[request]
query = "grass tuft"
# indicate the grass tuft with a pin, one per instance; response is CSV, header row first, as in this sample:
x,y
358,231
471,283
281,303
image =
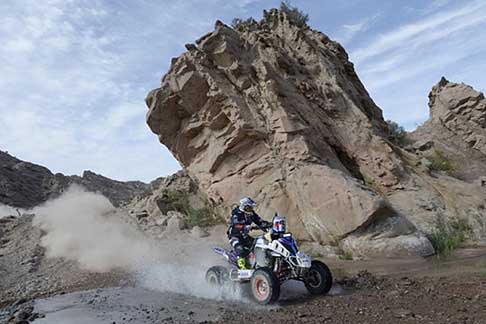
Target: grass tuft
x,y
440,162
448,237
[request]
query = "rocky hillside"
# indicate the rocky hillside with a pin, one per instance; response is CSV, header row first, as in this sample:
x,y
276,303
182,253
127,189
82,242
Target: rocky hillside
x,y
24,184
275,110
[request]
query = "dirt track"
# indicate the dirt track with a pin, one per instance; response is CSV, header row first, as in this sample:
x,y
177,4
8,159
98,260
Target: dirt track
x,y
451,290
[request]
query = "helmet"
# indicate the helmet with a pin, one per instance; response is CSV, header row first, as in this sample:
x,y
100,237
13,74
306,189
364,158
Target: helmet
x,y
278,225
247,205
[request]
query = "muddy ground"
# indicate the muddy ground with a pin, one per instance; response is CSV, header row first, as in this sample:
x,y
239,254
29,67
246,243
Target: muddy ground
x,y
43,290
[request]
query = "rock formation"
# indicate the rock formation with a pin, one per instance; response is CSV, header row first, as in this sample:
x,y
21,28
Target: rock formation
x,y
448,163
171,204
276,111
24,184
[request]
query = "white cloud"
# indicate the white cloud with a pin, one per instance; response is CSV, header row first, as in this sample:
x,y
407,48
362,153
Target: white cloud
x,y
416,31
349,31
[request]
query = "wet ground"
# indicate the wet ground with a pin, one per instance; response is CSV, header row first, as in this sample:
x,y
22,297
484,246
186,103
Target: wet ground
x,y
447,290
451,290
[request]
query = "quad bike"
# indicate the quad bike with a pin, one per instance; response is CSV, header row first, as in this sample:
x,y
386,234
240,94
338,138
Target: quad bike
x,y
270,263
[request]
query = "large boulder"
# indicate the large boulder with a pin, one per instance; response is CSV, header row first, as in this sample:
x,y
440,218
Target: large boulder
x,y
277,112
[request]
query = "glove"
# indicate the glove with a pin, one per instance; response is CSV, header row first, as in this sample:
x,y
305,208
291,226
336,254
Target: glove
+++
### WHAT NEEDS TO BE DONE
Pick out every line above that contains the word "ground" and copy each one.

### EXERCISE OUTPUT
query = "muddy ground"
# indicate the muddy ground with a pin, one per instance; response is CSV, header row first, as in this sample:
Target: muddy ground
query = "wet ground"
# indicate the wet ground with a pin, one per instance; response is CSV, header row first, as in this sample:
Target: wet ground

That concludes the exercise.